▶ **WRITTEN PROBLEM**
Swap "gray accent wall" for "white accent wall" in the listing below, and reproduce every line with nothing else altered.
○ ○ ○ ○
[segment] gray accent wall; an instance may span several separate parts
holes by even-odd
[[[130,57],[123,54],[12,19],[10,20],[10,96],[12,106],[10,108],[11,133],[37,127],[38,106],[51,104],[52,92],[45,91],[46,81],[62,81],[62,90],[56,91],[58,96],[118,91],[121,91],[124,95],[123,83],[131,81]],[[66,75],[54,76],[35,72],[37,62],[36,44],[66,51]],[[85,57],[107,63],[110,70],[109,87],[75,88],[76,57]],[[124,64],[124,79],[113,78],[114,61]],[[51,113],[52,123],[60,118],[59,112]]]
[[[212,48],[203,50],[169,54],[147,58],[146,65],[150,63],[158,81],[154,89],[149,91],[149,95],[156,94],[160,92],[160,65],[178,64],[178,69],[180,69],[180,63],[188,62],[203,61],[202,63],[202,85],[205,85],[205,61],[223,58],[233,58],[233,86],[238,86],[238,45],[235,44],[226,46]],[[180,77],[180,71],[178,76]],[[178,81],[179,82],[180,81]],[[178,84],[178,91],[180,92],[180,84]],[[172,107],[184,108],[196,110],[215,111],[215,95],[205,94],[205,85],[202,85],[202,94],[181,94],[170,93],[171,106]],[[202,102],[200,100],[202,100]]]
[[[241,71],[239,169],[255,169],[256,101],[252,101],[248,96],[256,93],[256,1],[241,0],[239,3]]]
○ ○ ○ ○
▶ **RESPONSE TO THIS EXERCISE**
[segment] white accent wall; an instance may span several separate parts
holes by even-odd
[[[130,57],[123,54],[12,19],[10,20],[10,96],[12,106],[10,108],[11,133],[37,127],[38,106],[51,104],[52,92],[45,91],[46,81],[62,81],[62,90],[56,91],[58,96],[118,91],[121,91],[124,95],[123,83],[131,81]],[[66,75],[54,76],[35,72],[37,62],[36,44],[66,51]],[[85,57],[107,63],[110,70],[109,87],[75,88],[76,57]],[[124,64],[124,79],[113,78],[114,61]],[[51,113],[52,123],[60,118],[59,112]]]
[[[212,48],[203,50],[169,54],[147,58],[146,65],[150,63],[158,81],[154,89],[149,91],[149,95],[156,94],[160,92],[160,65],[178,64],[178,69],[180,69],[180,63],[188,62],[203,61],[202,63],[202,85],[205,85],[205,61],[223,58],[233,58],[233,86],[238,86],[238,45],[235,44],[226,46]],[[180,77],[180,71],[178,76]],[[178,81],[179,82],[180,81]],[[178,84],[178,91],[180,92],[180,84]],[[172,107],[184,108],[196,110],[215,111],[215,95],[205,94],[205,85],[202,85],[202,94],[181,94],[170,93],[171,106]],[[202,102],[200,100],[202,100]]]
[[[241,71],[239,169],[255,169],[256,101],[252,101],[248,96],[256,93],[256,1],[241,0],[239,3]]]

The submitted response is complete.